BEGIN Excerpted records
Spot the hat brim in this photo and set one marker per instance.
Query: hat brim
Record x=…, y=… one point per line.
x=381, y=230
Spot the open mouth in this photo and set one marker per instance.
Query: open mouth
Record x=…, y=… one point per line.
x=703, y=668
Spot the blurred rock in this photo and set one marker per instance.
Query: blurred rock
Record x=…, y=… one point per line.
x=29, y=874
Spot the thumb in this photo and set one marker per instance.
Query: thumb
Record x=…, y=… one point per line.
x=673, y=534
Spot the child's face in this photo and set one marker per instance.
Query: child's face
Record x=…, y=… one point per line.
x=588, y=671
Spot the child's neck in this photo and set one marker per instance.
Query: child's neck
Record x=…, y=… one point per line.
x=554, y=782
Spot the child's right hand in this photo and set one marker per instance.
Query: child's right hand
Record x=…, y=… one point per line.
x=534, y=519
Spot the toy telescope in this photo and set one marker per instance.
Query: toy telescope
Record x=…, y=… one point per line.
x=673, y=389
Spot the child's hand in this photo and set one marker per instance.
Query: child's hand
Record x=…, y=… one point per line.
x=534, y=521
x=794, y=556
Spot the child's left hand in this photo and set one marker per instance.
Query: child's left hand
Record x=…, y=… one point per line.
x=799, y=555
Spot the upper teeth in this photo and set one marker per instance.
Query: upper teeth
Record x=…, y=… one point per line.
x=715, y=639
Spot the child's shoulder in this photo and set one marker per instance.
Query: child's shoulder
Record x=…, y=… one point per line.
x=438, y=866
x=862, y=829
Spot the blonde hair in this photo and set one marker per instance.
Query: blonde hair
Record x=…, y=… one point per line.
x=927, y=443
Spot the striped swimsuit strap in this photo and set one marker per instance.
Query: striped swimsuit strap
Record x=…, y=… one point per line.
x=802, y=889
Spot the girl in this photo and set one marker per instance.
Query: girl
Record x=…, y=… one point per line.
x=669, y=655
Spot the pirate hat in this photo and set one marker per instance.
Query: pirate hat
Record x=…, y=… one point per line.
END Excerpted records
* _Work required_
Would you restate the material above word for word?

* _The completed task_
Spot the hat brim in this photo and set one marker per instance.
Query: hat brim
Record x=…, y=… one point per line.
x=381, y=230
Spot the open mouth in this photo and set one marker per instance.
Query: open mouth
Record x=…, y=… one point per line.
x=703, y=668
Spot the blurred rock in this photo and set one marker per instance.
Query: blurred rock
Record x=…, y=… one point per line.
x=29, y=874
Spot the thumb in this photo and set one marker per instance.
Query: thumb
Record x=…, y=… one point per line.
x=673, y=534
Spot the child's face in this photo and set one marker per instance.
Query: child's face
Record x=…, y=… one point per line.
x=588, y=671
Spot the child's neck in this photo and set one marker per instance.
Query: child's neck
Record x=…, y=… one point per line.
x=554, y=782
Spot the child's right hand in this photo and set one marker per instance.
Query: child's right hand
Record x=…, y=… one point per line.
x=534, y=519
Spot the toy telescope in this photo and set one marker per instance.
Query: toy telescope
Record x=…, y=… one point per line.
x=673, y=389
Spot the child's hand in this photo and set one marker per instance.
Query: child's hand
Record x=…, y=… one point per line.
x=534, y=521
x=794, y=556
Spot the child's left hand in this photo and set one marker per instance.
Query: child's left hand
Record x=…, y=… one point per line.
x=799, y=555
Spot the upper teeth in this photo and set one marker per instance.
Query: upper teeth
Record x=…, y=… one point per line.
x=715, y=639
Spot the child's shoulder in this photo and set one marker per instance.
Query: child's shoulder
Record x=…, y=… one point per line.
x=438, y=866
x=862, y=829
Spot the blonde hair in this photo and set one marker per instance.
Query: blonde hair
Record x=…, y=… one point per line.
x=927, y=443
Spot the striped swimsuit strap in this photo and set one marker per instance.
Query: striped swimsuit strap
Record x=…, y=… one point per line.
x=802, y=889
Spot the girl in this photo and set one marker per instance.
Query: girl
Record x=…, y=… one point per line.
x=669, y=655
Spot the pirate hat in this photo and set one marker per instance.
Query: pirate hat
Record x=…, y=… one point per line.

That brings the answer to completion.